Stored data entries
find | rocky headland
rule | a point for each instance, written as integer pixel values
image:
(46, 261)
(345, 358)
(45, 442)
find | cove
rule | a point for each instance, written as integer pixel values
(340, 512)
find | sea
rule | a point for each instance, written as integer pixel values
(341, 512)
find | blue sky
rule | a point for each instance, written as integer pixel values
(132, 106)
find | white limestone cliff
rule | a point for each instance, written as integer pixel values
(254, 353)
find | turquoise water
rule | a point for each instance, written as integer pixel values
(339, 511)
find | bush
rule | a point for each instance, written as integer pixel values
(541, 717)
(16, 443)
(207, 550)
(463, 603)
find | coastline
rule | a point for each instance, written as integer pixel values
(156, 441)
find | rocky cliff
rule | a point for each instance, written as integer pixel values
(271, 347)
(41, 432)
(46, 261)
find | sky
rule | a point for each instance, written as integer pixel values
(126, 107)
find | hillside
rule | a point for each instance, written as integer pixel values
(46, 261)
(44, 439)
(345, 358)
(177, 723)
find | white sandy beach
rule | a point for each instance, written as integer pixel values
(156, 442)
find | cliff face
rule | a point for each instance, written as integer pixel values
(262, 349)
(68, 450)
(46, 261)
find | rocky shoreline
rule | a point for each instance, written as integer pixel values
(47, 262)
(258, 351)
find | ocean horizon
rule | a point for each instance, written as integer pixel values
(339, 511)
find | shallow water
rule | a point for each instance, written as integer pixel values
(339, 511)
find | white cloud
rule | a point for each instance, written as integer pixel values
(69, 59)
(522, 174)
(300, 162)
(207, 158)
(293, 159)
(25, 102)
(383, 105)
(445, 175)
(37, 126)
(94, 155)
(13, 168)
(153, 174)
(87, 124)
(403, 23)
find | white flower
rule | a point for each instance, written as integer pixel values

## Problem requirements
Give the entries again in full, with nothing changed.

## Reply
find | rocky headland
rule | a point for each instance, written as integer pixel values
image:
(46, 261)
(345, 358)
(45, 442)
find | cove
rule | a point for each instance, written as integer pixel values
(340, 512)
find | sea
rule | a point for each instance, written as integer pixel values
(341, 512)
find | blue sky
rule | a point for each instance, written as integer pixel values
(132, 106)
find | white limestone cliff
rule | a point for each instance, written as integer pixel values
(254, 353)
find | turquoise water
rule | a point for each instance, written as integer pixel values
(339, 511)
find | bush
rule | a point for each instance, written as integer pixel values
(541, 717)
(16, 443)
(207, 550)
(463, 603)
find | coastline
rule | a point for each instance, written as integer pixel values
(156, 441)
find | rocky cliff
rule | a point for each instance, written as integer pixel values
(271, 347)
(41, 432)
(46, 261)
find | sky
rule | a point for each instance, written as integer pixel values
(126, 107)
find | hillside
rule | a point for each instance, written as integer pixel values
(46, 261)
(44, 439)
(345, 358)
(177, 723)
find | white sandy beach
rule | a point for each instance, written as integer pixel values
(156, 442)
find | cliff face
rule | a point for each instance, written as integer pixel values
(262, 349)
(68, 450)
(46, 261)
find | rocky shoreline
rule | a point for each instance, written as integer pixel values
(47, 262)
(258, 351)
find | ocean horizon
rule | a point for each instance, written as integer pixel values
(339, 511)
find | shallow water
rule | a point for each instance, written as integer pixel values
(339, 511)
find | white cloud
rule | a point for each instance, written as integer pixel values
(69, 59)
(522, 174)
(300, 162)
(207, 158)
(293, 159)
(25, 102)
(383, 105)
(445, 175)
(37, 126)
(94, 155)
(13, 168)
(153, 174)
(87, 124)
(403, 23)
find | white flower
rule | a point for each instance, written as integer pixel values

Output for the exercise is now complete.